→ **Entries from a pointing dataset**
────────

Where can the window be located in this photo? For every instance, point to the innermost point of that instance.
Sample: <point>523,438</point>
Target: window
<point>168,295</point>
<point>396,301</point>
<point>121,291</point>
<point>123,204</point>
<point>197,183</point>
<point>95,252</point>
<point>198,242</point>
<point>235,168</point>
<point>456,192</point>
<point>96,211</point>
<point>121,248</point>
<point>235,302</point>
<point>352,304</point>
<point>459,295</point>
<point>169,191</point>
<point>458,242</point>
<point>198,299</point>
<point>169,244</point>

────────

→ **What the task requires**
Please convert the entries above into a numbered list with one line per item, leaving out any blank lines.

→ **Complete response**
1. Where can the window be located in this photo? For every instance, point to the innermost point of that instance.
2. Sample: <point>523,438</point>
3. Target: window
4. <point>168,295</point>
5. <point>396,301</point>
6. <point>121,291</point>
7. <point>123,204</point>
8. <point>197,183</point>
9. <point>95,252</point>
10. <point>198,242</point>
11. <point>235,168</point>
12. <point>456,192</point>
13. <point>96,211</point>
14. <point>121,248</point>
15. <point>235,302</point>
16. <point>352,304</point>
17. <point>459,295</point>
18. <point>169,191</point>
19. <point>458,242</point>
20. <point>198,299</point>
21. <point>169,244</point>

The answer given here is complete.